Page:
■ ■ ■
Theoretically it would be possible to provide nearly the desired orientation illustrated by FIG. 3B in a welding process using round filler wire, but this is not practical due to the highly curved surface of round filler wire, and in view of the fact that in the dynamic and high temperature environment of a welding process, filler wire 16 may tend to wander or deflect as it is being fed into the weld bead area and therefore the wire will tend to deviate between the positions shown in FIGS. 3A-3C.
FIG. 4 illustrates an example of filler wire 16a in accordance with an embodiment of the present invention. Filler wire 16a can be characterized as having a generally elliptical cross-sectional shape. Other examples of shapes with deviate from a round cross-section (i.e. formed by a circular perimeter) are oval, a flattened, or other non-round cross-section shapes. Further variations of filler wire 16a may have a circumferential region which is flat or nearly flat (even concave) such as in the form of a flattened tape having a square or rectangular cross-section, or more complex shapes such as “dog bone” type cross-section shapes. Several examples of such alternative non-round alternative cross sectional configurations are shown by FIGS. 5A-5C, including filler wire 16b having a square or rectangular cross-sectional shape with rounded edges, filler wire 16c provide an example of a “dog bone” shape mentioned previously, and filler wire 16d having generally planar parallel surfaces with rounded or curved side surfaces.
In addition to the general cross-sectional form of the filler wire 16 additional features to enhance laser energy absorption may be provided in the form of surface finish treatments, coatings etc. FIG. 5D illustrates a cross-section of wire 16e having a predetermined roughness applied to its outer surface. Such roughness can be in the form of pits or scratches, knurling, serrations, or elongated grooves along the longitudinal axis of the wire. The function of these surface roughness features is to create small cavities where a high degree of internal reflection and therefore absorption of laser energy occurs with the desire to mimic the behavior of an idealized blackbody energy absorber. The roughness may be impressed through forming operations on finished solid wire or can be created during the process of forming the wire. Another alternative form for filler wire 16 could be provided in the form of a bi-metal wire with, for example, outer cladding of a material provided for desired alloying characteristics or for mechanical characteristics. For example, an outer cladding could be a metal providing a higher stiffness to give the finished wire desired stiffness and positioning accuracy during welding processes.
Filler wire 16a-d may be formed with an initially circular cross-section shape and later cold-formed, for example through a rolling process or extrusion to produce opposing flattened or shaped surfaces. An example of such a process is schematically represented by FIG. 6, showing wire stock 16 fed through a pair of driven rollers 30 which form the wire to a non-round shapes such as examples of wires 16a-d. Non-round cross-sectional filler wire shapes in accordance with the present invention are characterized by outer perimeter surface sections having differing radii of curvature at different radials from their geometric center. Whereas the surface radius of curvature of a circular cross-section is constant at every radial intersection with the outer circumference, such relationship does not occur in non-round shapes.
■ ■ ■
Problem 1: In the passage on filler wire, what is wire stock 16 fed through in FIG. 6?
Problem 2: Repeat the part of the passage on filler wire starting with "Theoretically it would" and going on through "in FIGS. 3A-3C.".
The lines after this sentence aren't needed for any of the work.

Data shown:
■ ■ ■
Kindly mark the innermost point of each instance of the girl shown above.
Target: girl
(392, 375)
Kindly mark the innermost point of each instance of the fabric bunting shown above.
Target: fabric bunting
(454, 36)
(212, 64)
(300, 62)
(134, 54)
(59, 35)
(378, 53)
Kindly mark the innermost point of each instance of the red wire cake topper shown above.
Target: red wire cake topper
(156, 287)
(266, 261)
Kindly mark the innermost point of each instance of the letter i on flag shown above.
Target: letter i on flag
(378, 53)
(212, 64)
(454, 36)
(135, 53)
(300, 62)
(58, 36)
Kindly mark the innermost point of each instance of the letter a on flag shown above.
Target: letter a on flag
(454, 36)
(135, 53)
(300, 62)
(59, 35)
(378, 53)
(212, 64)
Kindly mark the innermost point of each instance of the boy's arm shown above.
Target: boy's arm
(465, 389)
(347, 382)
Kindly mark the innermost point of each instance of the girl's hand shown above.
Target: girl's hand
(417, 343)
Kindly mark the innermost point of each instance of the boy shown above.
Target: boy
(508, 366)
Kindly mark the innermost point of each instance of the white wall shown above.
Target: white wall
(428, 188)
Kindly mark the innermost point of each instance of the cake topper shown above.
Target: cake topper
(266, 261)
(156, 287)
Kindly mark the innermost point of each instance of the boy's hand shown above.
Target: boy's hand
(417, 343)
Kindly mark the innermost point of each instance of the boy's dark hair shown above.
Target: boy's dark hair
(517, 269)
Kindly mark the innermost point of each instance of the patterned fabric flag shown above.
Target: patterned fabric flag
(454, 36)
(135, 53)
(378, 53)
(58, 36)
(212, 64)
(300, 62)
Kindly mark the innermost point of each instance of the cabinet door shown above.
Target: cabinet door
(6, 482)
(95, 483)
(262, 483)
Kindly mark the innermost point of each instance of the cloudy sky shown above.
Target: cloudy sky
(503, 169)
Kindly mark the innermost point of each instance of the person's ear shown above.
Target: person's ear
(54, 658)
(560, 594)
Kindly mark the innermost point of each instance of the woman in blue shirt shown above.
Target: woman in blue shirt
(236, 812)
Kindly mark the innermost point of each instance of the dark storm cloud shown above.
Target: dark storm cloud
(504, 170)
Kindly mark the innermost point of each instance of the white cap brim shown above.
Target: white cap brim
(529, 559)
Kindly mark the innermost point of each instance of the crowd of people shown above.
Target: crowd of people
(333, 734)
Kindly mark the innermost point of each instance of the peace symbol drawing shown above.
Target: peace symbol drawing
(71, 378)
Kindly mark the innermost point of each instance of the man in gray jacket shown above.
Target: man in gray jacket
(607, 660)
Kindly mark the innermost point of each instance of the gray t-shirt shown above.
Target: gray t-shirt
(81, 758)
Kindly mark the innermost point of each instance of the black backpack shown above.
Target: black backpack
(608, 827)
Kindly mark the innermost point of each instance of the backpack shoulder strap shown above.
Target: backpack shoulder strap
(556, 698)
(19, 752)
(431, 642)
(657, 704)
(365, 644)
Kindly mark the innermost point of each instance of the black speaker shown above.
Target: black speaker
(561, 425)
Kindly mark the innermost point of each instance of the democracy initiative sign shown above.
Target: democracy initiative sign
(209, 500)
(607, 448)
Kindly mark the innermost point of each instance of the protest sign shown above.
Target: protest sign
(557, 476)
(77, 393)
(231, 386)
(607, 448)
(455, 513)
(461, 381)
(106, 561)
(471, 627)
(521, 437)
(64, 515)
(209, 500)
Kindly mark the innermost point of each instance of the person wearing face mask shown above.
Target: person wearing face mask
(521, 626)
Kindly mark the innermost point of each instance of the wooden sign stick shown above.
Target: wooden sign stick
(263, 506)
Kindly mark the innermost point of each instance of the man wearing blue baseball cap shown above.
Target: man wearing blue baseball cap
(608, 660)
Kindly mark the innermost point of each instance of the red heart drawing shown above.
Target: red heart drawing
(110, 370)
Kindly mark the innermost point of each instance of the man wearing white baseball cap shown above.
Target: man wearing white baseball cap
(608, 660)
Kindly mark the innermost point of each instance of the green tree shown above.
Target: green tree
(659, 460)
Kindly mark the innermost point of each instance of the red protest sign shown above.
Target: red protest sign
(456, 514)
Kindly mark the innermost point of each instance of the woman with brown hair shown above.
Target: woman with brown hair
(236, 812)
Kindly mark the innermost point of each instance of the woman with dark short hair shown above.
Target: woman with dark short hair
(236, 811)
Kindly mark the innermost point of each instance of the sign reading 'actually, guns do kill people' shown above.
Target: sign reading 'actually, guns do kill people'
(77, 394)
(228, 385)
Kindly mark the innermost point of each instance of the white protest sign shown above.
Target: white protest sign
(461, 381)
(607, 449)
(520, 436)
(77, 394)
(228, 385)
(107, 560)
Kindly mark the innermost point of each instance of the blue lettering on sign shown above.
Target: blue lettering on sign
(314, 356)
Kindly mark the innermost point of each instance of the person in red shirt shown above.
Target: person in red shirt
■ ■ ■
Expected answer 1: A pair of driven rollers 30.

Expected answer 2:
Theoretically it would be possible to provide nearly the desired orientation illustrated by FIG. 3B in a welding process using round filler wire, but this is not practical due to the highly curved surface of round filler wire, and in view of the fact that in the dynamic and high temperature environment of a welding process, filler wire 16 may tend to wander or deflect as it is being fed into the weld bead area and therefore the wire will tend to deviate between the positions shown in FIGS. 3A-3C.